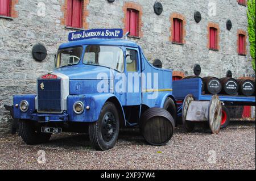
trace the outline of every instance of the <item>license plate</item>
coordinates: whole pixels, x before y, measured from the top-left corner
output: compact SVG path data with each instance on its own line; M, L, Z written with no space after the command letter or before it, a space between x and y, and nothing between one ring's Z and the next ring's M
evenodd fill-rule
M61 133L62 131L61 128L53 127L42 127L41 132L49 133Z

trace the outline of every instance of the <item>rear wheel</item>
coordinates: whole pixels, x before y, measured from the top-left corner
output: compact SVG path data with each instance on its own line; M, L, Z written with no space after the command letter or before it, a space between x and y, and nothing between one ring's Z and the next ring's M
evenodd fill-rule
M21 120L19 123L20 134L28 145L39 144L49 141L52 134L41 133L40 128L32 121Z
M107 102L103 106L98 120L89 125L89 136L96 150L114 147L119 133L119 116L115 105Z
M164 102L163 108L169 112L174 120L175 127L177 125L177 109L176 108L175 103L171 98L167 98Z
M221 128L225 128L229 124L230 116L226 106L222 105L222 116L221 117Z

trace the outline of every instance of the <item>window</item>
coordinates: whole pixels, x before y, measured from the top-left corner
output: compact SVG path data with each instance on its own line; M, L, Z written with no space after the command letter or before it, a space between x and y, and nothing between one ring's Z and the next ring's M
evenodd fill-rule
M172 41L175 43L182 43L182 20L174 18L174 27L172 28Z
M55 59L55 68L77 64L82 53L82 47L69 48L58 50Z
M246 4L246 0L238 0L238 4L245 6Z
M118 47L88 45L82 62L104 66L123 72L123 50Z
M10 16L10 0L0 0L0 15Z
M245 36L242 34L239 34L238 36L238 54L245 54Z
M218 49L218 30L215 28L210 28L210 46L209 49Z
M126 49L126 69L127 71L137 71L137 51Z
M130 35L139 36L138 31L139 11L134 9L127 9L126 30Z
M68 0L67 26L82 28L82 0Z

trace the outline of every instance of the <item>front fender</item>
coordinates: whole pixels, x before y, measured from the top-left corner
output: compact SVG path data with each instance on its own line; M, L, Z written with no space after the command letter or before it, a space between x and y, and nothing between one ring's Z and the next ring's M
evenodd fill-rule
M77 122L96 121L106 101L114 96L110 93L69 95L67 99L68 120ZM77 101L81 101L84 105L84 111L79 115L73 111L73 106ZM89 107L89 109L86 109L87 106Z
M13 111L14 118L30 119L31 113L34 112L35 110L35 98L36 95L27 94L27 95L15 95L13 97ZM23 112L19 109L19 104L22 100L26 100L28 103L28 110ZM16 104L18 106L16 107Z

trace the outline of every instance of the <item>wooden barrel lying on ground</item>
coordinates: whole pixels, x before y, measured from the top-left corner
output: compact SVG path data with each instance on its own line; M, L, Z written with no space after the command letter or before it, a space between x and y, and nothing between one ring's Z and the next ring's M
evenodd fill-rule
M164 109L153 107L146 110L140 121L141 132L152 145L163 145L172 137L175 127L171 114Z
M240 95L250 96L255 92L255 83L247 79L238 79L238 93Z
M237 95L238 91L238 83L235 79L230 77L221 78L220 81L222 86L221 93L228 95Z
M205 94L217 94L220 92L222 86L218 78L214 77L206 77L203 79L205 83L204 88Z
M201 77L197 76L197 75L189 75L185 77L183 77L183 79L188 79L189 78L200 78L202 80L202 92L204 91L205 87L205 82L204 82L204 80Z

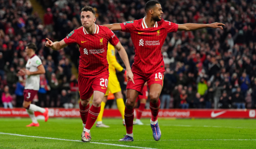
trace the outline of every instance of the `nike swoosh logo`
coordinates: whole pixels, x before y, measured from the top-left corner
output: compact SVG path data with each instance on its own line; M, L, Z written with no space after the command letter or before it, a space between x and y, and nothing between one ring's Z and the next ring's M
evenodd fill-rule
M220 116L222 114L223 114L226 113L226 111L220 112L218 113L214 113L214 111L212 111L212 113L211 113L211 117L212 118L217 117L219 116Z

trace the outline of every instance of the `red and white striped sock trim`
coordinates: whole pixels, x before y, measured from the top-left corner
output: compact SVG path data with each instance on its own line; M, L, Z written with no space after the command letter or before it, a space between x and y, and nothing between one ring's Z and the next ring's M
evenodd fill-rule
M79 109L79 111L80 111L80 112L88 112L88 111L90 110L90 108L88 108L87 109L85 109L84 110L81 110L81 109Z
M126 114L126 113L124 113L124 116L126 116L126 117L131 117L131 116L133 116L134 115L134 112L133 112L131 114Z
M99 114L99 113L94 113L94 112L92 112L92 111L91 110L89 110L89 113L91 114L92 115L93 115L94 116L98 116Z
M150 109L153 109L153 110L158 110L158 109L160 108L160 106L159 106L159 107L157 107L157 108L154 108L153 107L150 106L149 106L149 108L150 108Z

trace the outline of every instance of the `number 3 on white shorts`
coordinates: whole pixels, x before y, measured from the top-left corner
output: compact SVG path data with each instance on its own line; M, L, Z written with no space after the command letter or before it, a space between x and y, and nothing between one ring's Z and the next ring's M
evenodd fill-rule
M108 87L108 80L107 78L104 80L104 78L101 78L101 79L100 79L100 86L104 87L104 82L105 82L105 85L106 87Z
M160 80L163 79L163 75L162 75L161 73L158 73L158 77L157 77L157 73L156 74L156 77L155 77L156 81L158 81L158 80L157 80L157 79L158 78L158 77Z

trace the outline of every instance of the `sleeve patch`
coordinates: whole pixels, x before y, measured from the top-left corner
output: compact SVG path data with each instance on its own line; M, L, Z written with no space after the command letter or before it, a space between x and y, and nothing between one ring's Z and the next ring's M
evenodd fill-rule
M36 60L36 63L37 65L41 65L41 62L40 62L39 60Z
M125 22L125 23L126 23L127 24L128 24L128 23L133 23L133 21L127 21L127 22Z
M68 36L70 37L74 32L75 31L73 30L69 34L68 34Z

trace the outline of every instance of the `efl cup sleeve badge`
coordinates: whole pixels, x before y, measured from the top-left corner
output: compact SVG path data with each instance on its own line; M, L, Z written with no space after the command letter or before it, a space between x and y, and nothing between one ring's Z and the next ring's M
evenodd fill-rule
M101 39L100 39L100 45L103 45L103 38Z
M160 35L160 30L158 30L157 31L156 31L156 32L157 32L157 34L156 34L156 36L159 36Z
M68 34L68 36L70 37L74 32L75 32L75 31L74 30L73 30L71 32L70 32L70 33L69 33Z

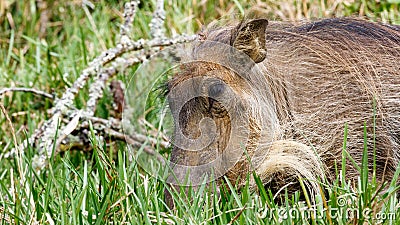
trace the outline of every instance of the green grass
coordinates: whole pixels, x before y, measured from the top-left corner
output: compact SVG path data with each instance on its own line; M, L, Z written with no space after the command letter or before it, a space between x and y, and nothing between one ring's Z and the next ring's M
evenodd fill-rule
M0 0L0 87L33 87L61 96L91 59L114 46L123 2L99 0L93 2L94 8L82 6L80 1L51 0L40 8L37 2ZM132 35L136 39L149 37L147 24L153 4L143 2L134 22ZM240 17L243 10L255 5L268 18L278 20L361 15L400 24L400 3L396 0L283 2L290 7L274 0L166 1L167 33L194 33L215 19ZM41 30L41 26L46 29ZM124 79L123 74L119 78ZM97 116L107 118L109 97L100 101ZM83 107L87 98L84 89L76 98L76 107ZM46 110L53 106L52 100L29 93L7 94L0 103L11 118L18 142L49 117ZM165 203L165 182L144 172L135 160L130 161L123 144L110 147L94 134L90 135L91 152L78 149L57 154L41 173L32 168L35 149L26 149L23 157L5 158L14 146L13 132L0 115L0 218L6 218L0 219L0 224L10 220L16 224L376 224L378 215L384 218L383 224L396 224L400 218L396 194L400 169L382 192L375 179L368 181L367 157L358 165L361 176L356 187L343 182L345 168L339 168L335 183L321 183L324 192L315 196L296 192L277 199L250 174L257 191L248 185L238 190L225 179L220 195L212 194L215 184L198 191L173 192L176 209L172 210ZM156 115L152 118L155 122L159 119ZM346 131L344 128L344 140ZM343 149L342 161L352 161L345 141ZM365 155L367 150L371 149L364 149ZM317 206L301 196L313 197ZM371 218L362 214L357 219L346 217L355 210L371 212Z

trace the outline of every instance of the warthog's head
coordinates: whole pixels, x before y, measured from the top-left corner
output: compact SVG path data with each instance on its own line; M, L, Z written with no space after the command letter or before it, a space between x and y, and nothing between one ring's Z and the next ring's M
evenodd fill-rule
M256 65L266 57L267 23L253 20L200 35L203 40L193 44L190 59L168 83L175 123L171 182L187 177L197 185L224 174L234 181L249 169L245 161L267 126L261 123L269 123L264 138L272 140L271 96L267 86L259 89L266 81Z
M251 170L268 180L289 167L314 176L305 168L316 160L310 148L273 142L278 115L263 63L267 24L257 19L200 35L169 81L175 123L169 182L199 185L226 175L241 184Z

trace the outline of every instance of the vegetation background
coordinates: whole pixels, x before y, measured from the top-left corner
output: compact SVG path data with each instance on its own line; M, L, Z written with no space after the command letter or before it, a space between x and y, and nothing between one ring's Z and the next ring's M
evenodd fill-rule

----------

TASK PROMPT
Reproduce the material from the line that has "trace the outline of every instance of the <item>wooden" through the line that has "M201 77L197 76L197", swapping "whole pixels" for "integer pixels" and leaving everything else as it is.

WRITTEN ANSWER
trace the outline of every instance of the <item>wooden barrel lying on ground</item>
coordinates: integer pixels, x before y, measured from the top-left corner
output: compact SVG path data with each instance on its own line; M, L, Z written with no space after the command letter or before it, a space between x and y, and nothing between one ring's Z and the next ring's M
evenodd fill-rule
M164 109L153 107L146 110L140 121L141 132L152 145L163 145L172 137L175 127L171 114Z
M240 95L250 96L255 92L255 83L247 79L238 79L238 93Z
M237 95L238 91L238 83L235 79L230 77L221 78L220 81L222 86L221 93L228 95Z
M205 94L217 94L220 92L222 86L218 78L214 77L206 77L203 79L205 83L204 88Z
M201 77L197 76L197 75L189 75L185 77L183 77L183 79L188 79L189 78L200 78L202 80L202 92L204 91L205 87L205 82L204 82L204 80Z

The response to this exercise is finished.